WRITTEN TASK:
Arrange the material from the line containing "Practice step: find the gold metal" to the line containing "Target: brass tray", both included, as a Markdown table with the columns Row and Line. Number each row and omit blank lines.
========
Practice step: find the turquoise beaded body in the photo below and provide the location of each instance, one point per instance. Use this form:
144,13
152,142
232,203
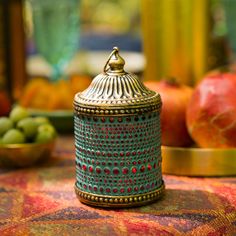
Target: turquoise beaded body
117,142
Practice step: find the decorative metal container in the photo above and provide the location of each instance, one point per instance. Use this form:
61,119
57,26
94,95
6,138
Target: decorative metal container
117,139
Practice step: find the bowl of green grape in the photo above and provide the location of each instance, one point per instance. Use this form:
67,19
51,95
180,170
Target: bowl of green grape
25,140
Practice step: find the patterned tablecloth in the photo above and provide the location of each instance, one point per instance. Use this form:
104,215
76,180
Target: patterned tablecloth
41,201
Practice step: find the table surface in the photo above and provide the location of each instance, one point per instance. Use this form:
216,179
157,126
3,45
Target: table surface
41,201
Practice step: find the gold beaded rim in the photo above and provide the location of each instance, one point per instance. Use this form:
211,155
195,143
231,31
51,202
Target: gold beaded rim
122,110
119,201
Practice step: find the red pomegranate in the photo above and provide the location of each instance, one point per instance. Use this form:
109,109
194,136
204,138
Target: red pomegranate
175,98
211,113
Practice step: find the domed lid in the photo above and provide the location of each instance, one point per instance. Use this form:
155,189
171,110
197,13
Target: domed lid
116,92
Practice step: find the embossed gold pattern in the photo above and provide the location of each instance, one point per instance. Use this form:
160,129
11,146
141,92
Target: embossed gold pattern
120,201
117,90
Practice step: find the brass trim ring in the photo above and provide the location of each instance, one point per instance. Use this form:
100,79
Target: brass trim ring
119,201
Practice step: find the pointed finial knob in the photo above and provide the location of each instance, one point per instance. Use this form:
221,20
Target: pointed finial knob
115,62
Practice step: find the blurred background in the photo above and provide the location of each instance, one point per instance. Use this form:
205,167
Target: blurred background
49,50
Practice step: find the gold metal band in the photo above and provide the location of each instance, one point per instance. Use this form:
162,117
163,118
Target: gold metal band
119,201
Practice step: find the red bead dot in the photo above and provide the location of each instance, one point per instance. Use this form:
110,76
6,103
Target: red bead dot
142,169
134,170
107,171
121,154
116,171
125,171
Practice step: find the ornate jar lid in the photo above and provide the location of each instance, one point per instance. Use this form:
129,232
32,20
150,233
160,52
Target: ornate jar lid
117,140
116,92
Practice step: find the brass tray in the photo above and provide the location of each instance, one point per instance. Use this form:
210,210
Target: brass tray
========
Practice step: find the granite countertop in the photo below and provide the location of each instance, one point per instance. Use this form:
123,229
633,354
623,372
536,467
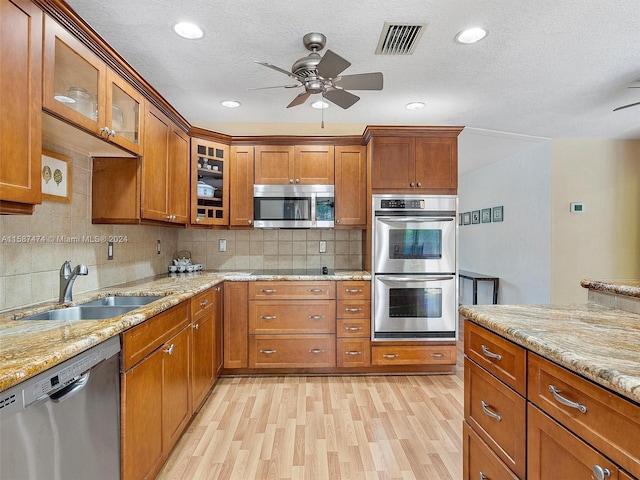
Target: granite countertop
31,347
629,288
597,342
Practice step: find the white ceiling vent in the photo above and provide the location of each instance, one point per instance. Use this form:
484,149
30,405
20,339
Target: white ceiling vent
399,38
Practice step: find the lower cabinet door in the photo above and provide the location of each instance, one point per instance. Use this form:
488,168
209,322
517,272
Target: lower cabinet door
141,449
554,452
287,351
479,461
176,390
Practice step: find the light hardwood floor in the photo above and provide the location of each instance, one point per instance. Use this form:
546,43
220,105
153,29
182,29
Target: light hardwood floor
========
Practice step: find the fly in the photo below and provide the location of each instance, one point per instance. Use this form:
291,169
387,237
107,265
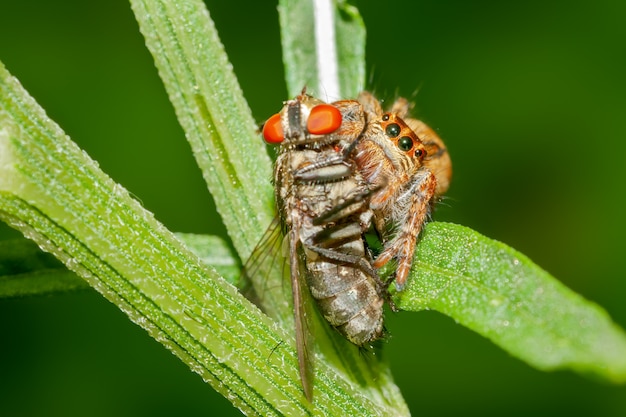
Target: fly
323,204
========
EXERCISE OUTPUT:
| Row | Line |
|---|---|
| 1 | Practice step: find the gold metal band in the photo above and provide the location of each instance, one point per instance. Use this form: |
| 2 | 162,117 |
| 3 | 163,118 |
| 4 | Target: gold metal band |
| 5 | 119,201 |
| 6 | Practice step: find the red bead dot in the photo above and provide the location of each instance, one point per instance. Use this form: |
| 7 | 110,76 |
| 8 | 6,103 |
| 9 | Target: red bead dot |
| 10 | 142,169 |
| 11 | 134,170 |
| 12 | 107,171 |
| 13 | 121,154 |
| 14 | 116,171 |
| 15 | 125,171 |
| 16 | Practice step: find the ornate jar lid in the photo above and provide the location of each instance, one point per instance. Use this form: |
| 17 | 129,232 |
| 18 | 32,20 |
| 19 | 150,233 |
| 20 | 160,52 |
| 21 | Target: ornate jar lid |
| 22 | 117,140 |
| 23 | 116,92 |
| 24 | Practice step: find the brass tray in the photo above and provide the location of each instance, one point per instance. Use this form: |
| 25 | 210,210 |
| 26 | Target: brass tray |